__Records for this exercise__.
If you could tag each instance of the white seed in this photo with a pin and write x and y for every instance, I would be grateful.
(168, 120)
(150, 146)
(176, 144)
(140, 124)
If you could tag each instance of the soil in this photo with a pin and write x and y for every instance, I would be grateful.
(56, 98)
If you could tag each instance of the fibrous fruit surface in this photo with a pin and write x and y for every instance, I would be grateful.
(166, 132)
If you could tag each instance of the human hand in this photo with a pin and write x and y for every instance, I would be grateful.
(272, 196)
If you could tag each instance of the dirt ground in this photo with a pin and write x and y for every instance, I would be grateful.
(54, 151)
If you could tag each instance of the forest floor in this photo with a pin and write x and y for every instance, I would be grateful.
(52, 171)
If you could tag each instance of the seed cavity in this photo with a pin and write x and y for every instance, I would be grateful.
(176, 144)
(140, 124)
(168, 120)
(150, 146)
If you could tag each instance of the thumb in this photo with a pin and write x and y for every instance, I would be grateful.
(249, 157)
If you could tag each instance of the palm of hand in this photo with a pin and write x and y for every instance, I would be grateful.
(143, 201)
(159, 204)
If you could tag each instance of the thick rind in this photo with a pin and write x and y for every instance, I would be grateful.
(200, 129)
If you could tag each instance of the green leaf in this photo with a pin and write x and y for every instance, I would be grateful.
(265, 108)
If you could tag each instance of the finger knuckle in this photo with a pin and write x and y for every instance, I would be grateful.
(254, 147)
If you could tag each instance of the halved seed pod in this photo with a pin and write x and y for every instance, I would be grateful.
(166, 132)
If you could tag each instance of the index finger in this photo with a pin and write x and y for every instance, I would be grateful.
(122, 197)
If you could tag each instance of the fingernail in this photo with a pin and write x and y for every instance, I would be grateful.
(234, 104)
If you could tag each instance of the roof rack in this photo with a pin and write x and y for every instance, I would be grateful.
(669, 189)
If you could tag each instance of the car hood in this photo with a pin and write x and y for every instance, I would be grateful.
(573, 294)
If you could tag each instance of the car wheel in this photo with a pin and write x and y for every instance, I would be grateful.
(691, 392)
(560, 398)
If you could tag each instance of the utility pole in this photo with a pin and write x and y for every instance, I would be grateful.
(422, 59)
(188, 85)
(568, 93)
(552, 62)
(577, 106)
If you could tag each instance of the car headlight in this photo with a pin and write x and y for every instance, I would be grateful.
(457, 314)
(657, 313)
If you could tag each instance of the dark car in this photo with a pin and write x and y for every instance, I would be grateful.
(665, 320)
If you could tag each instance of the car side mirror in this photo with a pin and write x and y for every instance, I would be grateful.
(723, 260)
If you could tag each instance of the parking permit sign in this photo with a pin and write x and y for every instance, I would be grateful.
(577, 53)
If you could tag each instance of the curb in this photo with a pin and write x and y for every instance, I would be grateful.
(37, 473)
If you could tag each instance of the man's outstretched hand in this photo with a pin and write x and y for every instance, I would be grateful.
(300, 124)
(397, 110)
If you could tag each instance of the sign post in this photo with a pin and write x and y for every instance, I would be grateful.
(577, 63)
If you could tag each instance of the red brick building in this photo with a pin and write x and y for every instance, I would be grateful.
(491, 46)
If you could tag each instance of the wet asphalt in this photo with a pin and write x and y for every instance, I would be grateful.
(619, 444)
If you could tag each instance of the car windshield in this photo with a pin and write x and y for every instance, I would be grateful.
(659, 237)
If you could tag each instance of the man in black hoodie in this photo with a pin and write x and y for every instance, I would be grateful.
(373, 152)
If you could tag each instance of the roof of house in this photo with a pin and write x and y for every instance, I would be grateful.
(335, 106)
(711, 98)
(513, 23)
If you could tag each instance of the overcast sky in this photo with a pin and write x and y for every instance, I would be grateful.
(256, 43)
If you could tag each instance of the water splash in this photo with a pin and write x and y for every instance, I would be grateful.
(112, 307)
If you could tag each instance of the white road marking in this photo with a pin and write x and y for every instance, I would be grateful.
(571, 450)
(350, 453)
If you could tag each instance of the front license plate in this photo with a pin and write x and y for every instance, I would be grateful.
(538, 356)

__Assignment__.
Your job is to restate all of the data word for word.

__Problem solution__.
If you could tag each instance of the white seed in this photo with a pin and write x and y for every instance, I would be grateful.
(168, 120)
(150, 146)
(176, 144)
(140, 124)
If you could tag each instance of the soil in this photo with a pin and write x and y for every instance, I would be grateful.
(56, 98)
If you could tag each instance of the fibrous fruit surface in this photo with a pin and write x and y for every instance, I would be grateful.
(166, 132)
If you could tag each instance of the human hand in this photo with a pin and write x and y for every instance, I would be grateful.
(272, 196)
If you could tag each instance of the dirt ground in this photo with a pin and write x and y for every instance, I would be grateful.
(54, 151)
If you could tag each instance of the forest floor in this photo with a pin and write x and y for every instance, I would be grateful.
(52, 171)
If you could tag each instance of the seed cavity in this photo with a pin and write x and y for every instance, I would be grateful.
(176, 144)
(140, 124)
(168, 120)
(150, 146)
If you could tag each instance of the thumb in this photo with a pin and write x and y for every instance, I would be grateful.
(249, 157)
If you could tag each instance of the palm of hand in this photo with a pin and write x and y for every instance, I would be grateful.
(143, 201)
(159, 204)
If you could tag each instance of the thick rind in this photo with a pin and write x and y for every instance, I would be grateful.
(200, 129)
If you could tag each instance of the green leaf in this photo with a pin and write x and y for every instance, I would be grateful.
(265, 108)
If you could tag each instance of the finger knuckle in this photo with a pin and write x and y for every instance, I would be grateful.
(254, 147)
If you could tag each instance of the halved seed pod in this photo with a pin and write x and y for every instance, I would be grateful.
(166, 132)
If you could tag each instance of the index finger in this photo with a pin and write x and y for every instance, I would be grateful.
(122, 197)
If you could tag each instance of the fingernail in this photo with a pin and write x and y for every instance, I would be grateful.
(234, 104)
If you could tag each instance of the roof rack in this photo with a pin and write x and y for every instance, I would be grateful.
(669, 189)
If you could tag each instance of the car hood in this photo with a pin and write x and y for every instance, I would be grateful.
(573, 294)
If you could tag each instance of the car wheel in this photo with a pin and write x and y for every instance, I would be grateful.
(691, 392)
(560, 398)
If you could tag each instance of the utility pole in this photo with a pin and write x and y for every instance, I would be grateful.
(422, 59)
(188, 85)
(568, 93)
(552, 62)
(577, 106)
If you could tag each instance of the car headlight in this photo with a pin and write x and y for every instance, I would be grateful.
(457, 314)
(657, 313)
If you could tag each instance of the dark car in this photo with a pin and write x and y for every instance, I would be grateful.
(665, 320)
If you could tag each instance of the car side mirror in this photo with a pin and write x and y for every instance, I would be grateful.
(723, 260)
If you could tag each instance of the parking permit sign in this photo with a pin and write x and y for every instance, I would be grateful.
(577, 53)
If you could tag each instance of the curb in this photo with a pin and write x and y for every instance, I would be grateful.
(37, 473)
If you could tag each instance of the man's outstretched hand in this photo with a pin and write x and y for every instance, I would be grateful.
(300, 124)
(397, 110)
If you could tag each instance of the sign post in this photo with a pin and write x and y for every instance, I would be grateful.
(577, 63)
If you could tag each instance of the red brick building in this photo with a pin and write x and y for every instance, I would be grateful.
(491, 46)
If you could tag each instance of the wet asphalt in this photo with a pin and write x and y for every instance, I would be grateful.
(619, 444)
If you could tag each instance of the car windshield in this photo with a pin and write x and y for every instance, I would be grateful.
(659, 237)
If you could tag each instance of the man in black hoodie in this photo with a pin and write x and y for every instance, I would be grateful.
(373, 152)
If you could tag each instance of the roof of house in this photo with a pin and write x and y for every instance, I would be grateful.
(335, 106)
(711, 98)
(513, 23)
If you could tag each instance of the overcast sky in this photo with a pin and write x and y for every instance, I would be grateful.
(256, 43)
If you could tag each instance of the water splash in this photo with a pin and write x and y for every instance, I would be grateful.
(112, 307)
If you could tag each instance of the white road marking in this photo with a pin and write x and y for every instance, I would be grateful.
(571, 450)
(350, 453)
If you could tag each instance of the front license plate in this photo with a pin and write x and y for every instance, I would be grateful.
(538, 356)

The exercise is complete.